Each line that contains the word "cluster" is to be copied from the records below.

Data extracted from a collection
=== Section Start ===
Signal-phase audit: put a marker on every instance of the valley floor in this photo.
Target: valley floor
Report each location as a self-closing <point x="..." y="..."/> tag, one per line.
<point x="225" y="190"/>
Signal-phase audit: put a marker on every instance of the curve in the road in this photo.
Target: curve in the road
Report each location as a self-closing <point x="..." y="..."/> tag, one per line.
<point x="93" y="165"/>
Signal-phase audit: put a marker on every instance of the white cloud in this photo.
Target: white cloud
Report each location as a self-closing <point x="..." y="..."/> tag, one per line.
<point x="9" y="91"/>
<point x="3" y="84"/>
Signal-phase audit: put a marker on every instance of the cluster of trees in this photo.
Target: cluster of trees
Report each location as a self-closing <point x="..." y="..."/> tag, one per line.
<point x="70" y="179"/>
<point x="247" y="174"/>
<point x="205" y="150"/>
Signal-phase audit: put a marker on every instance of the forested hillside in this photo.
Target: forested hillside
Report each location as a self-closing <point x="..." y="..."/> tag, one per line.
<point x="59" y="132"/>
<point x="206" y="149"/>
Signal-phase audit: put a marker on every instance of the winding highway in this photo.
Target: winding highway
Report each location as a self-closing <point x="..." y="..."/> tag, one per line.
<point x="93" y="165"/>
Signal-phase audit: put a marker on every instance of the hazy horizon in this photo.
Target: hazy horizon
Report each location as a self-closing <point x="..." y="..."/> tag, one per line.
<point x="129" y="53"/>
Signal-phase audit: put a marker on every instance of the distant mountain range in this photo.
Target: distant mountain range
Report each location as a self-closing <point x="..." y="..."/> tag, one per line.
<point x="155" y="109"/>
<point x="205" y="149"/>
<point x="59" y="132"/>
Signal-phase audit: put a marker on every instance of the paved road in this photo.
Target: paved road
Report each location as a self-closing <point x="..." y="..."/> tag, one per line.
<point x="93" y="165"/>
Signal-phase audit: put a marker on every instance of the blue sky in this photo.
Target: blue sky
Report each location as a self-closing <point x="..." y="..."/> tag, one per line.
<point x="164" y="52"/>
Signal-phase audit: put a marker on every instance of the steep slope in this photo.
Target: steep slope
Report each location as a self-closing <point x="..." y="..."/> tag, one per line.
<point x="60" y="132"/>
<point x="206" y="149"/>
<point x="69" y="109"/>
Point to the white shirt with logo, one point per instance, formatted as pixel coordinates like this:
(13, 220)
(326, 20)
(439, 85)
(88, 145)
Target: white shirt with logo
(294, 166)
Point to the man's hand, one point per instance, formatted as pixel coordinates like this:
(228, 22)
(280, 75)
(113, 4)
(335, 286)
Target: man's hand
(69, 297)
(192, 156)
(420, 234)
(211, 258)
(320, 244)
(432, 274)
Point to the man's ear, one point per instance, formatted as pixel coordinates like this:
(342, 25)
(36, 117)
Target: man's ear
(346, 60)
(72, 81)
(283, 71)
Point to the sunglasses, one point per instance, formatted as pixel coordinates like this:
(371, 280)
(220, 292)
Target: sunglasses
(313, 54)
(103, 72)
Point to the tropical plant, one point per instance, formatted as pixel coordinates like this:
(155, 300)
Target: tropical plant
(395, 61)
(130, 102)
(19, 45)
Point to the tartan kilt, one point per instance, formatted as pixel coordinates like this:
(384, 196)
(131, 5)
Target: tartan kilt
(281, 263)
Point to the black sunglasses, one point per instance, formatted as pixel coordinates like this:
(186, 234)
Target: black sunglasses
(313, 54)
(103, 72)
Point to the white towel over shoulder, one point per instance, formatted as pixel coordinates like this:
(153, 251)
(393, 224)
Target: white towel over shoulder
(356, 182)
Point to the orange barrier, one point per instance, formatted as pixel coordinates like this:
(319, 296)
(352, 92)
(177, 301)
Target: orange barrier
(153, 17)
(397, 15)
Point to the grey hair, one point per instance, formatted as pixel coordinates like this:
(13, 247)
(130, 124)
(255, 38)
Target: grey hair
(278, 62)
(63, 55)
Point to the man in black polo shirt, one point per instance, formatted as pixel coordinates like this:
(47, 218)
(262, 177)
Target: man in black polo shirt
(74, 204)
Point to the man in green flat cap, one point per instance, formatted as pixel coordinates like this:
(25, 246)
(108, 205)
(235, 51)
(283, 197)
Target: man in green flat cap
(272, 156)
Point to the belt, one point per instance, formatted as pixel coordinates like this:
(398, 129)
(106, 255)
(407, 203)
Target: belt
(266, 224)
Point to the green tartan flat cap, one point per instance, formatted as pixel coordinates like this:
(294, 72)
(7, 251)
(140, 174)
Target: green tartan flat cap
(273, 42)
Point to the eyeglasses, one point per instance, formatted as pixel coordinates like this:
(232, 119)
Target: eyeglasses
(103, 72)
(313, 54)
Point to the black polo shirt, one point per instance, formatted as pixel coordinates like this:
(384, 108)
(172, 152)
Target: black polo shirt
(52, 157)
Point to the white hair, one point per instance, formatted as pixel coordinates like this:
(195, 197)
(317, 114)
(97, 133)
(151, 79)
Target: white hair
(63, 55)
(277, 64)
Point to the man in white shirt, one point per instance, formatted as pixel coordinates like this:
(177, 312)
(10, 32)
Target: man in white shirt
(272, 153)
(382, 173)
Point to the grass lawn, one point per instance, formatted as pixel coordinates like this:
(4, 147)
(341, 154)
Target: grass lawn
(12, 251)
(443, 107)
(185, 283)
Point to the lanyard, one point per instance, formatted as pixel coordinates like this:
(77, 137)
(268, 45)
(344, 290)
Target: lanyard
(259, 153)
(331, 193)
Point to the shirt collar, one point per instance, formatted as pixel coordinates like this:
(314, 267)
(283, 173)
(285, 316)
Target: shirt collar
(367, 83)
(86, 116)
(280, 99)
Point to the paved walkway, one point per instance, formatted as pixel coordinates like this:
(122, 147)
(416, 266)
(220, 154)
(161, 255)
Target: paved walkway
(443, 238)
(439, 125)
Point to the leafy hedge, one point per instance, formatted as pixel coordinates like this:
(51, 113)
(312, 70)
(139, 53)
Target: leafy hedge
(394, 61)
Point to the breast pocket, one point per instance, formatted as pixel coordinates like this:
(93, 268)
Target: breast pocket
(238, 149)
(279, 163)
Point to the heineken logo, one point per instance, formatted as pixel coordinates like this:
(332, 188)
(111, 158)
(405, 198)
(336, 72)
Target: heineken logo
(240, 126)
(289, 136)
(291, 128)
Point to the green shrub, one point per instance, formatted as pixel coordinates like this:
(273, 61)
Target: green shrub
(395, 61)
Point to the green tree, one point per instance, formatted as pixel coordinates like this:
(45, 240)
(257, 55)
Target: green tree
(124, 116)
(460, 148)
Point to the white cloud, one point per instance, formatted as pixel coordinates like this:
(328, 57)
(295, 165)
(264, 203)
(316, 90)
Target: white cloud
=== Section End ===
- **Output for this task**:
Signal-phase audit: put a marker on every instance of the cluster of trees in this photo.
Target: cluster of trees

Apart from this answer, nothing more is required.